▸ **Page extract**

· · ·

He admired her practical nature, but what he loved was simply her presence and touch. After a time he would do anything to have her sit next to him and gently run the backs of her fingers down the side of his face. And though she thought that doing nothing — as she put it — was a complete waste of her time, that same nothing was the most important thing in Nakamura’s life. Then he felt no fear, his pain was again for a short time bearable, and he wondered how he could have been oblivious to his wife’s goodness for so long.


Cynical, womanising Dorrigo eventually discovers Amy is alive. He sees her one day while walking along a bridge in Sydney decades after the war.

· · ·

▸ **Information shown**
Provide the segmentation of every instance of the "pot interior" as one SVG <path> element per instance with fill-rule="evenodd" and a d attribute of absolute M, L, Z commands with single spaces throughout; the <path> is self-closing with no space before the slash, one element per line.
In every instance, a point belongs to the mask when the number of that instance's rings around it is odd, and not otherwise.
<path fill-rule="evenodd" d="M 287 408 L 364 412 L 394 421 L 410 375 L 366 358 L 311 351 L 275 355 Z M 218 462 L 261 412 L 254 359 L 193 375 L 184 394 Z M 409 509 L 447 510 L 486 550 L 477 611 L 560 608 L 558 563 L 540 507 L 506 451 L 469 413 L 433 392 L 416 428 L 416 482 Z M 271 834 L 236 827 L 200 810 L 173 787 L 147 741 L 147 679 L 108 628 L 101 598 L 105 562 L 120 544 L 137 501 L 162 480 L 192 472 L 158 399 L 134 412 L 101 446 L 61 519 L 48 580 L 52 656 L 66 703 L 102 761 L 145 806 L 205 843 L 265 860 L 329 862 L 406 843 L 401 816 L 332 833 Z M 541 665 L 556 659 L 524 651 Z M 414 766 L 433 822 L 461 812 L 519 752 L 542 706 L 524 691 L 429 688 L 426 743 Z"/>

· · ·

▸ **Exercise details**
Could you rewrite the page extract, beginning at "He admired her" and ending after "after the war.", changing "Sydney" to "Melbourne"?

▸ **Output**
He admired her practical nature, but what he loved was simply her presence and touch. After a time he would do anything to have her sit next to him and gently run the backs of her fingers down the side of his face. And though she thought that doing nothing — as she put it — was a complete waste of her time, that same nothing was the most important thing in Nakamura’s life. Then he felt no fear, his pain was again for a short time bearable, and he wondered how he could have been oblivious to his wife’s goodness for so long.


Cynical, womanising Dorrigo eventually discovers Amy is alive. He sees her one day while walking along a bridge in Melbourne decades after the war.